** TASK INPUTS follows **

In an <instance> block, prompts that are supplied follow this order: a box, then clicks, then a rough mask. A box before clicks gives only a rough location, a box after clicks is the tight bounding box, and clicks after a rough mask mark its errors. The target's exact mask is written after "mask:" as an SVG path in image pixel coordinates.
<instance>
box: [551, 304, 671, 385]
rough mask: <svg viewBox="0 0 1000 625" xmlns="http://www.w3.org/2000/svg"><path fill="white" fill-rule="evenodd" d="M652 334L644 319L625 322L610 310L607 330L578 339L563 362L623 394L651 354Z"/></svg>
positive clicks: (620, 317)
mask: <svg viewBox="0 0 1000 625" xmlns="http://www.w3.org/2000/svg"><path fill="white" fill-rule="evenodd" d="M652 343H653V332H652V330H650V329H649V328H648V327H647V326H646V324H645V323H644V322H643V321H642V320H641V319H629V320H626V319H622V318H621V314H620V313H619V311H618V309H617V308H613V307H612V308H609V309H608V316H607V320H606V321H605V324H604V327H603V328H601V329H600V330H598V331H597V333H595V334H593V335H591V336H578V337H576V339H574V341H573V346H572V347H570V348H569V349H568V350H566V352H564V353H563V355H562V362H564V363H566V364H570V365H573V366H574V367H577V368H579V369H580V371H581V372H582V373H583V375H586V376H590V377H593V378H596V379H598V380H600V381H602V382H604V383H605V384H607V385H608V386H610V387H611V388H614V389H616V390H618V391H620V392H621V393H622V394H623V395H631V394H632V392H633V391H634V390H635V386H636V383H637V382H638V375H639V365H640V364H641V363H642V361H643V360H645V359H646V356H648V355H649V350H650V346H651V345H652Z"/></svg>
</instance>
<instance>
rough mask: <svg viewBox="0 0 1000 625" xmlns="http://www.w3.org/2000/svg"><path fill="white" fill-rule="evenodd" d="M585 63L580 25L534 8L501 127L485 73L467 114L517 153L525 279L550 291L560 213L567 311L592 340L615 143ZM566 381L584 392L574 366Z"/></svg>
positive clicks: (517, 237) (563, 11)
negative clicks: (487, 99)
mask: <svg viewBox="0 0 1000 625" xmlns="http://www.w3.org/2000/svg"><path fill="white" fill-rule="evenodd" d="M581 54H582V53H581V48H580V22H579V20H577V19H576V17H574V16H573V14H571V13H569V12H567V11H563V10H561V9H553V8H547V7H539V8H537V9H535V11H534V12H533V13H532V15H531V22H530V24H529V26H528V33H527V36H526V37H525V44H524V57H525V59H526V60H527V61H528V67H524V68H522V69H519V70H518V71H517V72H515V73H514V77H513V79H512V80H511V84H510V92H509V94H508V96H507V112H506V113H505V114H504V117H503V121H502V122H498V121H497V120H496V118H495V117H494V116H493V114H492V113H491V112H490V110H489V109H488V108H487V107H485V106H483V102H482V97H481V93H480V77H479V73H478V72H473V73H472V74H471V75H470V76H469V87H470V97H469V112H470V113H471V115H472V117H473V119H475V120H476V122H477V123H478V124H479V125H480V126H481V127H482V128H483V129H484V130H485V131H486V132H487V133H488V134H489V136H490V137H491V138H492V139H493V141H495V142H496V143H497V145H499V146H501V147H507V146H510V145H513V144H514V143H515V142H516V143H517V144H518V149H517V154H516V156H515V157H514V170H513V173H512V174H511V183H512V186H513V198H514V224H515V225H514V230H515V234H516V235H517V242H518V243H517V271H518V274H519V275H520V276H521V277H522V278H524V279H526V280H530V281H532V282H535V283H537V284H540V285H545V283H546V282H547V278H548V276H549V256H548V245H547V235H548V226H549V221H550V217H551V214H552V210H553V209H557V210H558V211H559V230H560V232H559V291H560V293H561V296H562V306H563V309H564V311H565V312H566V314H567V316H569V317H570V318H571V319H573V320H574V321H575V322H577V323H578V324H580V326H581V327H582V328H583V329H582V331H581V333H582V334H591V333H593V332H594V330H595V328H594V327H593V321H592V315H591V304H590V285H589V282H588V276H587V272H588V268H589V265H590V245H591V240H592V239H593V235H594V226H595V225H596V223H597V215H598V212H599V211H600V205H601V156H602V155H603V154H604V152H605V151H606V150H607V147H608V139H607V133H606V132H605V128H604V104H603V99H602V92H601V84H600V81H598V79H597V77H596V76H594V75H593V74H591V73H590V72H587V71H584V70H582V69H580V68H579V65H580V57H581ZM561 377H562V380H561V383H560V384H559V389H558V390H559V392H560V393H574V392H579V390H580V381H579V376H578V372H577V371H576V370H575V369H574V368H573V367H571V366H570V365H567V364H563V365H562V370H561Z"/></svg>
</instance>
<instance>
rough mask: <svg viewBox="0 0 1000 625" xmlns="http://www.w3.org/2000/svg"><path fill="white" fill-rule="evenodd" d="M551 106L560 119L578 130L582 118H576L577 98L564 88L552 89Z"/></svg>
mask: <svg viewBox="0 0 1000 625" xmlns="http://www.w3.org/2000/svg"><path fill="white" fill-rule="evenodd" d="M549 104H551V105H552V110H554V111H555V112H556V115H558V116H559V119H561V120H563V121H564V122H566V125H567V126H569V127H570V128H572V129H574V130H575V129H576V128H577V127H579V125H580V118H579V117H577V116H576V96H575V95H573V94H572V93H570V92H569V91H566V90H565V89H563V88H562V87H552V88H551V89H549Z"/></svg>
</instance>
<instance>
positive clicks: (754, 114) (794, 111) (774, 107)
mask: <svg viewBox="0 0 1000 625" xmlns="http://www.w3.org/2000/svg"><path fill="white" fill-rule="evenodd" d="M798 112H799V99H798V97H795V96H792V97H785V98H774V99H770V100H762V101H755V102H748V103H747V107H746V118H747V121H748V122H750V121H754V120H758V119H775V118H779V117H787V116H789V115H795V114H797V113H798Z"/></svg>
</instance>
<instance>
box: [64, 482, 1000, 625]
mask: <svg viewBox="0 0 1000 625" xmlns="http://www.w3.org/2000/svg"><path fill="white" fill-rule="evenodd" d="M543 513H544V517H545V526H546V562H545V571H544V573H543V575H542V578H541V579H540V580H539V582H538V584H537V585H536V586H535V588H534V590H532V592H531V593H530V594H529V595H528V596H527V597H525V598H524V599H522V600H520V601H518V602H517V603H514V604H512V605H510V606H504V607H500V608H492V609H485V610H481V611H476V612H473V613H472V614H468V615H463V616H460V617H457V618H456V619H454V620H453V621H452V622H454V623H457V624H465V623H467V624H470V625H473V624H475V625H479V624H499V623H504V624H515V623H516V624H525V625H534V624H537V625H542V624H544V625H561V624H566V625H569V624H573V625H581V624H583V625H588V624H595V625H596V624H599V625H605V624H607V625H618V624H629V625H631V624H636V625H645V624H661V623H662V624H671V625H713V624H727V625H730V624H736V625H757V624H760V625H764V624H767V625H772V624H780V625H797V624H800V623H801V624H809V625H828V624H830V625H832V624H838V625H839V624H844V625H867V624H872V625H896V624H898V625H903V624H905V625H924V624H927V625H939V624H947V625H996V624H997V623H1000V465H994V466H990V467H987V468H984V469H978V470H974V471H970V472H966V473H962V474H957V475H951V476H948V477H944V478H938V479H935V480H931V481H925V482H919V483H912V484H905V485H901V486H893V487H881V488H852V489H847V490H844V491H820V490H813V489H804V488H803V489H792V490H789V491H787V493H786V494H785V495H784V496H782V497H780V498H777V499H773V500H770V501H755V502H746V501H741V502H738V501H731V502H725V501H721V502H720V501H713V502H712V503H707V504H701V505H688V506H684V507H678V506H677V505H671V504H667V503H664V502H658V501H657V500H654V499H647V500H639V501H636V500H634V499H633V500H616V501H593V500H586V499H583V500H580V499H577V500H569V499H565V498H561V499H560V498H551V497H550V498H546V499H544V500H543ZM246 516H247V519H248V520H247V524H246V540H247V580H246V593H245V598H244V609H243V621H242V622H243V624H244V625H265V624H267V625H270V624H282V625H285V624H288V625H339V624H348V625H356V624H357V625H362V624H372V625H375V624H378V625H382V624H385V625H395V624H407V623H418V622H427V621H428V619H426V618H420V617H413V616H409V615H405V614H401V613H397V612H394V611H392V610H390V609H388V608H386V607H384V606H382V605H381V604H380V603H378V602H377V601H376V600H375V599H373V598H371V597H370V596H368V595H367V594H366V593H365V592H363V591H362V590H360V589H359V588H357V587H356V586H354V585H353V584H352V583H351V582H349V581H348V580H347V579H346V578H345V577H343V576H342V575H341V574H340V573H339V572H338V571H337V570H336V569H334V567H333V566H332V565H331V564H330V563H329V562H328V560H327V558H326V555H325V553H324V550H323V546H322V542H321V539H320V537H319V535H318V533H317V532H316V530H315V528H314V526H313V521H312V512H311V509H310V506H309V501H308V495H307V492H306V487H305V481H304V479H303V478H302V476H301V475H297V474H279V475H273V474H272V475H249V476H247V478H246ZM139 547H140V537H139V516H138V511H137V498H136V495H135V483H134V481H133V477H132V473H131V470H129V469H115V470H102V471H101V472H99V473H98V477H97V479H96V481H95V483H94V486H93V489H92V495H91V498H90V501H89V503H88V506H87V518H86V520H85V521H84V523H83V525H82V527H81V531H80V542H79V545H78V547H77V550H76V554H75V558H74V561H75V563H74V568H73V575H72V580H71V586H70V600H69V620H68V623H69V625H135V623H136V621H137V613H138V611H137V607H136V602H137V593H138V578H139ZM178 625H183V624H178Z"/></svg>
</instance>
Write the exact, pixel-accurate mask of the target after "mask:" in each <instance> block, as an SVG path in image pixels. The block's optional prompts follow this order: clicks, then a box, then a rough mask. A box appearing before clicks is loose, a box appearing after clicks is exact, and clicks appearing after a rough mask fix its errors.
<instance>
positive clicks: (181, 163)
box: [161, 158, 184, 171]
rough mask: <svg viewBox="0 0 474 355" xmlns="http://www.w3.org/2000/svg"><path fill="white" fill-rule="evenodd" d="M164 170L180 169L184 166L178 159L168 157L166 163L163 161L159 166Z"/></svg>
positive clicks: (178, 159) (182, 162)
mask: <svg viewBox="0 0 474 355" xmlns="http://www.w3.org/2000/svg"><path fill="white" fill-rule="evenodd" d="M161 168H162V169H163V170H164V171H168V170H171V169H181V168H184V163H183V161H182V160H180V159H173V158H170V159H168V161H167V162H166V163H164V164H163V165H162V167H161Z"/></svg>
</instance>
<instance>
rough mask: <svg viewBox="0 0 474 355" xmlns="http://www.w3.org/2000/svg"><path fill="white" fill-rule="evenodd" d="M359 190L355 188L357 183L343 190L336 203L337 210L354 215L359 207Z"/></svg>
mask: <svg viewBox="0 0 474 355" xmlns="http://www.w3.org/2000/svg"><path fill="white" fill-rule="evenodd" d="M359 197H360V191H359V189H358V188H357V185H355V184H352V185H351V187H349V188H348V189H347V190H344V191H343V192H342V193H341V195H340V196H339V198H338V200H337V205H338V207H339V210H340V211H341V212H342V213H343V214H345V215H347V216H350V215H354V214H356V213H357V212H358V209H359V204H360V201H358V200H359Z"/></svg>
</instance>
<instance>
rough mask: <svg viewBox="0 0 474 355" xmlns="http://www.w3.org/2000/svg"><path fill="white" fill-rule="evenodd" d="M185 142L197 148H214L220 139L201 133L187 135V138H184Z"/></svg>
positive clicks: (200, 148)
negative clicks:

** End of TASK INPUTS **

The first line of the entries above marks where to begin; repeat each line exactly through the one that contains "334L644 319L625 322L610", and include that line.

■ ANSWER BOX:
In an <instance> block, prompts that are supplied follow this order: a box, then clicks, then a rough mask. A box before clicks gives only a rough location, a box after clicks is the tight bounding box, and clicks after a rough mask mark its errors. The target's exact mask is written after "mask:" as an SVG path in image pixel coordinates.
<instance>
box: [551, 304, 671, 385]
rough mask: <svg viewBox="0 0 1000 625" xmlns="http://www.w3.org/2000/svg"><path fill="white" fill-rule="evenodd" d="M652 334L644 319L625 322L610 310L607 330L578 339L563 362L623 394L651 354Z"/></svg>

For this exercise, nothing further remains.